+++ INPUT ROWS +++
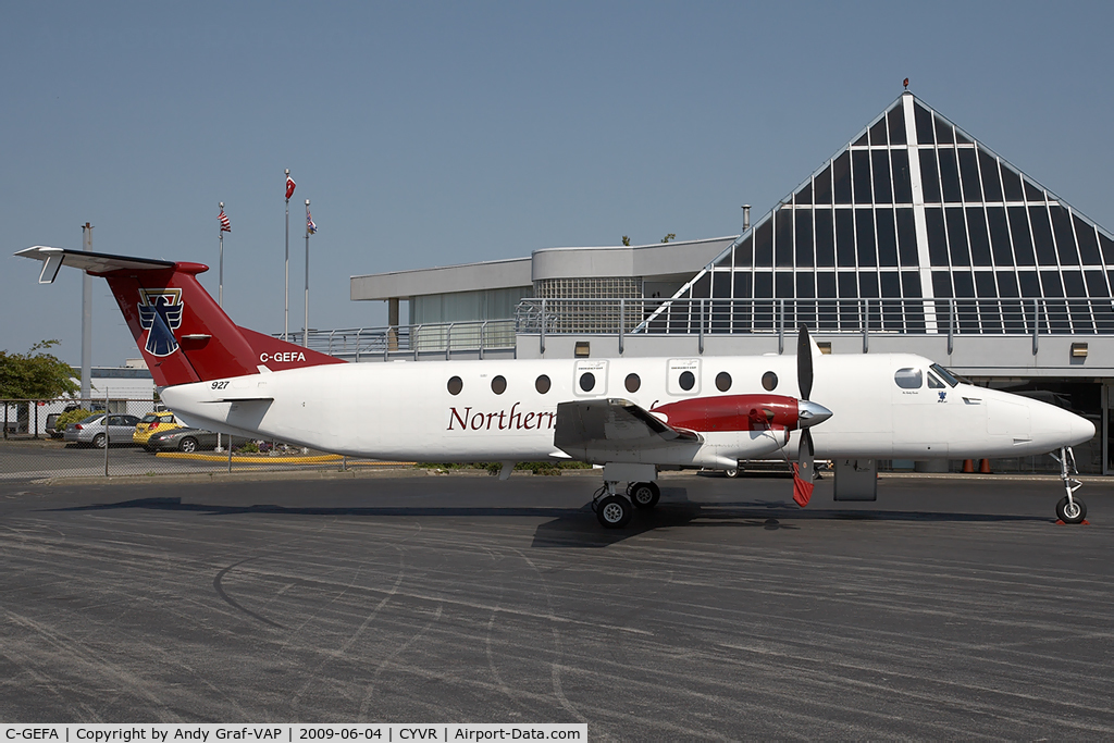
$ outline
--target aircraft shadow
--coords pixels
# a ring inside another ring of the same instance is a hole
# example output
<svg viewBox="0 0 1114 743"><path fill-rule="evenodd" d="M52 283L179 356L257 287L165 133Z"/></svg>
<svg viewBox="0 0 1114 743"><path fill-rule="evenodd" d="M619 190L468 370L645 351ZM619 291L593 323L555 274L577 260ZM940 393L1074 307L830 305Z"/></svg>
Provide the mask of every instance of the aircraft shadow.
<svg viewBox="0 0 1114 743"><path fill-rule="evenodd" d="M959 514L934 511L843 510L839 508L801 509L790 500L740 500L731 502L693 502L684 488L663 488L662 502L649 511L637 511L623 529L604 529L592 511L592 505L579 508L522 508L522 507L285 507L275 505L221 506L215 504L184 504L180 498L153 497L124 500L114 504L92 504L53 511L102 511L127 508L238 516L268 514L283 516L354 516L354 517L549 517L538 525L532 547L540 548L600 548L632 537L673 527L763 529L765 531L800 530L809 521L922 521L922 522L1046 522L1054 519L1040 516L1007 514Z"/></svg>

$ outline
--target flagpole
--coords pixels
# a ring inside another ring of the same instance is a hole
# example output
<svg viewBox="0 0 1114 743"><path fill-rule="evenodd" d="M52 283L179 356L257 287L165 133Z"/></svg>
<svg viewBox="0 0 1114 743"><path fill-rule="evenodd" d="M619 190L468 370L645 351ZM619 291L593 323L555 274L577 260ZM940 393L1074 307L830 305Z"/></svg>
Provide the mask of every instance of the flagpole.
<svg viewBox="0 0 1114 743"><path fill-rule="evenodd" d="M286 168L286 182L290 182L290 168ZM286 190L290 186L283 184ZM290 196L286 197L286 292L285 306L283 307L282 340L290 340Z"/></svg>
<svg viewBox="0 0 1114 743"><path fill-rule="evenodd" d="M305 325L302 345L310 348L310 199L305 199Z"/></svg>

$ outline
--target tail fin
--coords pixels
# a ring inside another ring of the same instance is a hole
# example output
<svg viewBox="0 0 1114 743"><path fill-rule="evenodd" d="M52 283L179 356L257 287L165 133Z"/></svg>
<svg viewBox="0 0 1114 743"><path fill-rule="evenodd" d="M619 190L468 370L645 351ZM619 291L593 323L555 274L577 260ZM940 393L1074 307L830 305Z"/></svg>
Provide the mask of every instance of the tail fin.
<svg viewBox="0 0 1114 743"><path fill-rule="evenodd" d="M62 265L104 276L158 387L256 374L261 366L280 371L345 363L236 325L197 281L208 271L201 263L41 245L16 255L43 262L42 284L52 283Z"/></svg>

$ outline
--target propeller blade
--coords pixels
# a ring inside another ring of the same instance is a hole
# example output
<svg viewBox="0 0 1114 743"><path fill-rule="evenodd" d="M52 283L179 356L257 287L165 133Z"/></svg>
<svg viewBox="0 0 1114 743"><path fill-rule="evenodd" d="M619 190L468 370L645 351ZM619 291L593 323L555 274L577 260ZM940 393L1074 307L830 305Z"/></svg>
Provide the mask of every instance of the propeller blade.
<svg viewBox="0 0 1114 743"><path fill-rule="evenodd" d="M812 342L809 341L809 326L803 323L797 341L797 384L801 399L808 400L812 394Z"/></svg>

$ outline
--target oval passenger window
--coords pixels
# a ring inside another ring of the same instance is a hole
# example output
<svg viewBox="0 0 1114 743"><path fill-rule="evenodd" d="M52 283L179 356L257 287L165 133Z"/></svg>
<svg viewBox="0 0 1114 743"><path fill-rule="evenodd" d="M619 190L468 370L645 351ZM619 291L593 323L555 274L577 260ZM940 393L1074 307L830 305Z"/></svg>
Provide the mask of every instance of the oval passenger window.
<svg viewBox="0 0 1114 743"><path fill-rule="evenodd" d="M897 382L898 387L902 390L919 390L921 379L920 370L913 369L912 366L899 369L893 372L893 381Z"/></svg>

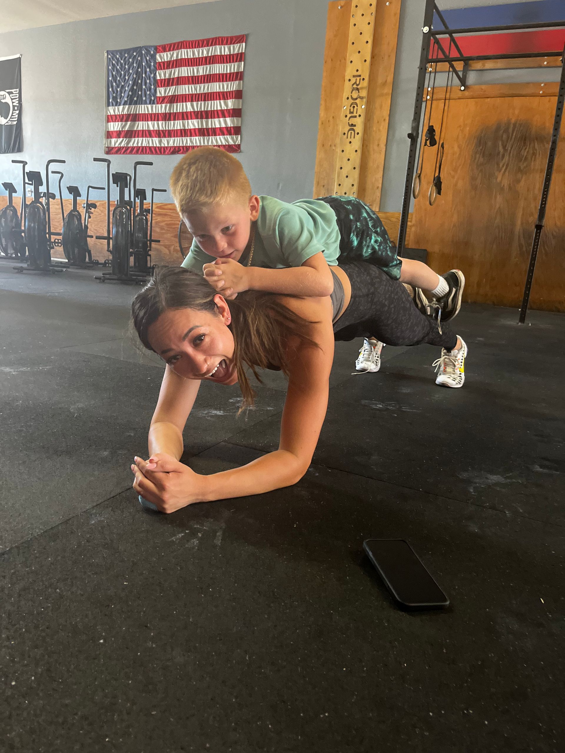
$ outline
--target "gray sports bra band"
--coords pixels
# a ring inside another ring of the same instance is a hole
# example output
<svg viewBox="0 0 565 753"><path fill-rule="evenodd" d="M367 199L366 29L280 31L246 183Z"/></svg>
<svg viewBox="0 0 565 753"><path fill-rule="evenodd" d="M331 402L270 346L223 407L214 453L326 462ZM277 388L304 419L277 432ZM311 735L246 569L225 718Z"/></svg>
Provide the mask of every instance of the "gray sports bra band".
+++
● SET PROBLEM
Copy out all of the records above word for word, leaving out the pictures.

● REPLY TO THE EXERCISE
$ outline
--target aircraft shadow
--coords pixels
# a ring inside another ring of the same instance is a hole
# example output
<svg viewBox="0 0 1114 743"><path fill-rule="evenodd" d="M52 283L179 356L257 287L165 133Z"/></svg>
<svg viewBox="0 0 1114 743"><path fill-rule="evenodd" d="M619 190L468 370L645 351ZM619 291L593 323L555 274L577 260ZM940 393L1074 307L830 305Z"/></svg>
Provide the mask of every instance of the aircraft shadow.
<svg viewBox="0 0 1114 743"><path fill-rule="evenodd" d="M959 514L934 511L843 510L839 508L801 509L790 500L740 500L731 502L693 502L684 488L663 488L662 502L649 511L637 511L623 529L604 529L592 511L592 505L579 508L522 508L522 507L285 507L275 505L221 506L215 504L184 504L180 498L153 497L124 500L114 504L92 504L53 511L102 511L127 508L238 516L268 514L283 516L354 516L354 517L549 517L538 525L532 547L540 548L600 548L632 537L673 527L763 529L765 531L800 530L809 521L922 521L922 522L1046 522L1054 519L1040 516L1007 514Z"/></svg>

$ outline
--target flagpole
--coords pixels
# a ring inside another ring of the same instance is a hole
# example output
<svg viewBox="0 0 1114 743"><path fill-rule="evenodd" d="M52 283L179 356L257 287L165 133Z"/></svg>
<svg viewBox="0 0 1114 743"><path fill-rule="evenodd" d="M619 190L468 370L645 351ZM619 291L593 323L555 274L577 260ZM940 393L1074 307L830 305Z"/></svg>
Provide the mask of every instance of the flagpole.
<svg viewBox="0 0 1114 743"><path fill-rule="evenodd" d="M286 168L286 182L290 182L290 168ZM286 190L290 186L283 184ZM290 196L286 197L286 292L285 306L283 307L282 340L290 340Z"/></svg>
<svg viewBox="0 0 1114 743"><path fill-rule="evenodd" d="M305 325L302 345L310 348L310 199L305 199Z"/></svg>

$ outline
--target tail fin
--coords pixels
# a ring inside another ring of the same instance is a hole
# example output
<svg viewBox="0 0 1114 743"><path fill-rule="evenodd" d="M52 283L179 356L257 287L165 133Z"/></svg>
<svg viewBox="0 0 1114 743"><path fill-rule="evenodd" d="M619 190L468 370L645 351ZM619 291L593 323L555 274L577 260ZM940 393L1074 307L830 305Z"/></svg>
Provide the mask of every instance of the tail fin.
<svg viewBox="0 0 1114 743"><path fill-rule="evenodd" d="M62 265L104 276L158 387L256 374L261 366L280 371L345 363L236 325L197 281L208 271L201 263L41 245L16 255L43 262L42 284L52 283Z"/></svg>

$ outline
--target propeller blade
--coords pixels
# a ring inside another ring of the same instance is a hole
# example output
<svg viewBox="0 0 1114 743"><path fill-rule="evenodd" d="M52 283L179 356L257 287L165 133Z"/></svg>
<svg viewBox="0 0 1114 743"><path fill-rule="evenodd" d="M619 190L468 370L645 351ZM619 291L593 323L555 274L577 260ZM940 393L1074 307L830 305Z"/></svg>
Provide the mask of every instance of the propeller blade.
<svg viewBox="0 0 1114 743"><path fill-rule="evenodd" d="M812 342L809 341L809 326L803 323L797 341L797 384L801 399L808 400L812 394Z"/></svg>

$ outline
--target oval passenger window
--coords pixels
# a ring inside another ring of the same instance is a hole
# example output
<svg viewBox="0 0 1114 743"><path fill-rule="evenodd" d="M52 283L179 356L257 287L165 133Z"/></svg>
<svg viewBox="0 0 1114 743"><path fill-rule="evenodd" d="M619 190L468 370L645 351ZM619 291L593 323L555 274L577 260ZM940 393L1074 307L830 305Z"/></svg>
Provide the mask of every instance of the oval passenger window.
<svg viewBox="0 0 1114 743"><path fill-rule="evenodd" d="M897 382L898 387L902 390L919 390L921 379L920 370L913 369L912 366L899 369L893 372L893 381Z"/></svg>

$ outline
--target "gray sports bra band"
--coords pixels
# a ring inside another ring of the same instance is a hole
# example output
<svg viewBox="0 0 565 753"><path fill-rule="evenodd" d="M367 199L366 29L280 31L246 183Z"/></svg>
<svg viewBox="0 0 565 753"><path fill-rule="evenodd" d="M331 402L270 346L223 407L214 453L326 462ZM277 388L304 419L277 432ZM311 735L246 569L225 718Z"/></svg>
Provide the mask of every instance of the "gray sports bra band".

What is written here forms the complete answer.